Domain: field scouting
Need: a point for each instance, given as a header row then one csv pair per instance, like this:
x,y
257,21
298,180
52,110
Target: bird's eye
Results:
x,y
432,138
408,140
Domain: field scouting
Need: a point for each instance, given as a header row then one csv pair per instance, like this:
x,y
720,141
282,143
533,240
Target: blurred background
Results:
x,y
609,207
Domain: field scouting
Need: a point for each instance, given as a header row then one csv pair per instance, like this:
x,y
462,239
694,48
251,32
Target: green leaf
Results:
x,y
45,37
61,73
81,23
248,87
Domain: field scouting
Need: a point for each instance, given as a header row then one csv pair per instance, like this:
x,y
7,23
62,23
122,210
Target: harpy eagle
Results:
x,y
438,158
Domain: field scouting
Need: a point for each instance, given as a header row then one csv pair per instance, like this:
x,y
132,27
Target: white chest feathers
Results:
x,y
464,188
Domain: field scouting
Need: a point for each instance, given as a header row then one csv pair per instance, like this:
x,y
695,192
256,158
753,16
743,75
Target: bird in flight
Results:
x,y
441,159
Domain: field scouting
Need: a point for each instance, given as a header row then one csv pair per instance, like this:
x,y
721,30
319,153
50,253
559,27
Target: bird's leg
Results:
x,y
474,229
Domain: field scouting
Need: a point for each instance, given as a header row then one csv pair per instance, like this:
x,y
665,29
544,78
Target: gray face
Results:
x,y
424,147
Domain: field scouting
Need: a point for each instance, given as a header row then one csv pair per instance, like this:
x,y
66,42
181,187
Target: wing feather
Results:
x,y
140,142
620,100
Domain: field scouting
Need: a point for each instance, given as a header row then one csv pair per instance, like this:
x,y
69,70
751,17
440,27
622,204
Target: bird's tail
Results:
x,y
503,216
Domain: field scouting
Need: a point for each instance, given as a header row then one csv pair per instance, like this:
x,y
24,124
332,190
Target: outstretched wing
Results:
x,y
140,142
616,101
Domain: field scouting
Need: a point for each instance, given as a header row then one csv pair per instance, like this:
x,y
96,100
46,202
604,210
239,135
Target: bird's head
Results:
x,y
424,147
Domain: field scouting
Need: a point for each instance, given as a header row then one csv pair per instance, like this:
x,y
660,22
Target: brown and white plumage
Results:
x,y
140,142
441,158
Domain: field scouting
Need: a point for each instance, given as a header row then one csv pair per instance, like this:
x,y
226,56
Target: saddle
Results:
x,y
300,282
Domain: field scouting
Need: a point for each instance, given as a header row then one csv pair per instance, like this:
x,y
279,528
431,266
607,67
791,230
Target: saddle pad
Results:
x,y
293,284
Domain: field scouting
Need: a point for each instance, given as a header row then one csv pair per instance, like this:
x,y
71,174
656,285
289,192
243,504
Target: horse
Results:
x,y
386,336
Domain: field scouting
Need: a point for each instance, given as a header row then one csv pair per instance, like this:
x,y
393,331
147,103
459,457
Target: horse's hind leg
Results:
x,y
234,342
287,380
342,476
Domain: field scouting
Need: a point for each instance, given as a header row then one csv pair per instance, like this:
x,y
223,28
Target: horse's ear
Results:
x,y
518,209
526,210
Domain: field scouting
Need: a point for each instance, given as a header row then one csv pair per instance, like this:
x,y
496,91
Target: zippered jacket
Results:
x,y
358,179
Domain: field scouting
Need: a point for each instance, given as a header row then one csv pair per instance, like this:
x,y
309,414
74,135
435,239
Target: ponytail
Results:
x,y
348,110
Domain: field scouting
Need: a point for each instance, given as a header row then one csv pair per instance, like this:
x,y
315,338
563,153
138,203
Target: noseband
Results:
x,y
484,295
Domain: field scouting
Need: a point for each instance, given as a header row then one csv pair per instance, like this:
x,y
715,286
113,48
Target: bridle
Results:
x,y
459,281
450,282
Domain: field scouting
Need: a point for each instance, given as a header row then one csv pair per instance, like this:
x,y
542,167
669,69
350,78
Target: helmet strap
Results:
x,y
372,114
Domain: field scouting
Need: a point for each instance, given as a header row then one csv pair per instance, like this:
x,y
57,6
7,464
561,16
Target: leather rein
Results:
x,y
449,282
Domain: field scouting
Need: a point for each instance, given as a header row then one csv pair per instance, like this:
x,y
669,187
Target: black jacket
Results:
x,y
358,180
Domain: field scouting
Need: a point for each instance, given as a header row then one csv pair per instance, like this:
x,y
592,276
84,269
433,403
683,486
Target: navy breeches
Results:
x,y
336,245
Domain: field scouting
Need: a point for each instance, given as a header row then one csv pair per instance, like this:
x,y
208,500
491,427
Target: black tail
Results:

▸ INSTRUCTIONS FOR THE TASK: State how many lines in the entries above contain the string "bird" when matching case exactly, and give only that number.

▸ ANSWER TO THE PROBLEM: 5